* Start Document extract *

Examples with SingleTileRenderedImage com.sun.media.imageioimpl.common.SingleTileRenderedImage used on opensource projects

Example 1 with SingleTileRenderedImage

use of com.sun.media.imageioimpl.common.SingleTileRenderedImage in project imageio-ext by geosolutions-it.

the class EmptyImage method replacePixels.

public void replacePixels(RenderedImage image, ImageWriteParam param) throws IOException {
    synchronized (replacePixelsLock) {
        // Check state and parameters vis-a-vis ImageWriter specification.
        if (stream == null) {
            throw new IllegalStateException("stream == null!");
        }
        if (image == null) {
            throw new IllegalArgumentException("image == null!");
        }
        if (!inReplacePixelsNest) {
            throw new IllegalStateException("No previous call to prepareReplacePixels!");
        }
        // Subsampling values.
        int stepX = 1, stepY = 1, gridX = 0, gridY = 0;
        // Initialize the ImageWriteParam.
        if (param == null) {
            // Use the default.
            param = getDefaultWriteParam();
        } else {
            // Make a copy of the ImageWriteParam.
            ImageWriteParam paramCopy = getDefaultWriteParam();
            // Force uncompressed.
            paramCopy.setCompressionMode(ImageWriteParam.MODE_DISABLED);
            // Force tiling to remain as in the already written image.
            paramCopy.setTilingMode(ImageWriteParam.MODE_COPY_FROM_METADATA);
            // Retain source and destination region and band settings.
            paramCopy.setDestinationOffset(param.getDestinationOffset());
            paramCopy.setSourceBands(param.getSourceBands());
            paramCopy.setSourceRegion(param.getSourceRegion());
            // Save original subsampling values for subsampling the
            // replacement data - not the data re-read from the image.
            stepX = param.getSourceXSubsampling();
            stepY = param.getSourceYSubsampling();
            gridX = param.getSubsamplingXOffset();
            gridY = param.getSubsamplingYOffset();
            // Replace the param.
            param = paramCopy;
        }
        // Check band count and bit depth compatibility.
        TIFFField f = replacePixelsMetadata.getTIFFField(BaselineTIFFTagSet.TAG_BITS_PER_SAMPLE);
        if (f == null) {
            throw new IIOException("Cannot read destination BitsPerSample");
        }
        int[] dstBitsPerSample = f.getAsInts();
        int[] srcBitsPerSample = image.getSampleModel().getSampleSize();
        int[] sourceBands = param.getSourceBands();
        if (sourceBands != null) {
            if (sourceBands.length != dstBitsPerSample.length) {
                throw new IIOException("Source and destination have different SamplesPerPixel");
            }
            for (int i = 0; i < sourceBands.length; i++) {
                if (dstBitsPerSample[i] != srcBitsPerSample[sourceBands[i]]) {
                    throw new IIOException("Source and destination have different BitsPerSample");
                }
            }
        } else {
            int srcNumBands = image.getSampleModel().getNumBands();
            if (srcNumBands != dstBitsPerSample.length) {
                throw new IIOException("Source and destination have different SamplesPerPixel");
            }
            for (int i = 0; i < srcNumBands; i++) {
                if (dstBitsPerSample[i] != srcBitsPerSample[i]) {
                    throw new IIOException("Source and destination have different BitsPerSample");
                }
            }
        }
        // Get the source image bounds.

* End Document extract *

### Given task A
In the code example, to which compression mode is the copied ImageWriteParam set?
### Given task B
Write out the code example from "ImageWriteParam paramCopy = getDefaultWriteParam();" up to and including "and band settings.", changing nothing.

* Start Data excerpt *

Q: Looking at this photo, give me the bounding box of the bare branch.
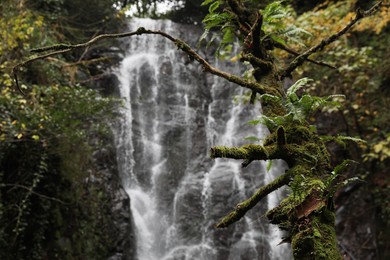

* End Data excerpt *

### Full response A
ImageWriteParam.MODE_DISABLED

### Full response B
ImageWriteParam paramCopy = getDefaultWriteParam();
            // Force uncompressed.
            paramCopy.setCompressionMode(ImageWriteParam.MODE_DISABLED);
            // Force tiling to remain as in the already written image.
            paramCopy.setTilingMode(ImageWriteParam.MODE_COPY_FROM_METADATA);
            // Retain source and destination region and band settings.